___ Exercise material

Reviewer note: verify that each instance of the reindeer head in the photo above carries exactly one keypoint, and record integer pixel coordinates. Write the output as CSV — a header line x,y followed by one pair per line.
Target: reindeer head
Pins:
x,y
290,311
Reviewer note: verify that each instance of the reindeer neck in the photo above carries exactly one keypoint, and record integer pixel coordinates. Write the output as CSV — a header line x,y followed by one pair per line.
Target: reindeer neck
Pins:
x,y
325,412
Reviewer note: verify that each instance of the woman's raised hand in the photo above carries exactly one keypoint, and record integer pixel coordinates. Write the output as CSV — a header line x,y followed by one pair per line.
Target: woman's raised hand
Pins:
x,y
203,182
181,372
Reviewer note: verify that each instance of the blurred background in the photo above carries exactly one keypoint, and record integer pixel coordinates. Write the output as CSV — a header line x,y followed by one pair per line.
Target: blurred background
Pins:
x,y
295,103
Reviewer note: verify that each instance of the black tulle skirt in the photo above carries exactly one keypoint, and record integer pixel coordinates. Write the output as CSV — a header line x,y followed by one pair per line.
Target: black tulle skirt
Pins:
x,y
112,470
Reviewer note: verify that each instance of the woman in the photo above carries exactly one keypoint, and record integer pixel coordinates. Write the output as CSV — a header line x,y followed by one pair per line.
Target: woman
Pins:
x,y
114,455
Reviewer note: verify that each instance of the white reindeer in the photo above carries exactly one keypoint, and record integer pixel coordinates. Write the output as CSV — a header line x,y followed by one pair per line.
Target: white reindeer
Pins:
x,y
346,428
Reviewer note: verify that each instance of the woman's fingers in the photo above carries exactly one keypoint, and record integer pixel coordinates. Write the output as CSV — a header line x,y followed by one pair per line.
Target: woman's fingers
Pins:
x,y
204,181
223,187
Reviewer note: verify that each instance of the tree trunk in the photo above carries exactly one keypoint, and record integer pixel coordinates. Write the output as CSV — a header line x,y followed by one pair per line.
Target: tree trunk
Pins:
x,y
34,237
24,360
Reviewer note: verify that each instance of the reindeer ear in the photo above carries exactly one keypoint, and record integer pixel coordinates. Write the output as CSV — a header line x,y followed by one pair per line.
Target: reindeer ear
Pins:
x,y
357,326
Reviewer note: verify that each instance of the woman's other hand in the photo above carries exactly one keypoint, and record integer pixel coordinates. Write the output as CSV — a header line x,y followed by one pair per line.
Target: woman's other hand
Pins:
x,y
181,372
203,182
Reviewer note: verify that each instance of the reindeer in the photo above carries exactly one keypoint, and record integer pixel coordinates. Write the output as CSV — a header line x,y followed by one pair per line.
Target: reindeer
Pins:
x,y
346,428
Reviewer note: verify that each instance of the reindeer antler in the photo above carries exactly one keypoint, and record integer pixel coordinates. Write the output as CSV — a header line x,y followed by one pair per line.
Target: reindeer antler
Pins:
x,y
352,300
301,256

______

## Task description:
Go through the entries above and pull out each line with "reindeer" in it.

## Task answer:
Reviewer note: verify that each instance of the reindeer head in the photo above carries exactly one keypoint, and record integer pixel coordinates. Write the output as CSV — a header line x,y followed by one pair per line.
Target: reindeer head
Reviewer note: verify that each instance of the reindeer neck in the photo above carries exactly one keypoint, and record integer pixel coordinates. Write the output as CSV — a header line x,y followed by one pair per line.
Target: reindeer neck
Reviewer note: verify that each instance of the white reindeer in the photo above carries exactly one keypoint, and record integer pixel coordinates. Write the output as CSV — a header line x,y followed by one pair per line.
Target: white reindeer
Reviewer note: verify that each instance of the reindeer ear in the photo above carries exactly one keypoint, and record integer pixel coordinates. Write the output as CSV — a header line x,y followed by one pair per line.
Target: reindeer ear
Reviewer note: verify that each instance of the reindeer in the photo above carries exactly one keypoint, and record integer pixel coordinates. Write the output as CSV — a header line x,y followed by one pair per line.
Target: reindeer
Reviewer note: verify that each instance of the reindeer antler in the photo above carries exactly one keypoint, and record integer pixel coordinates. Write the output as CSV — a header line x,y followed by one pair per line.
Target: reindeer antler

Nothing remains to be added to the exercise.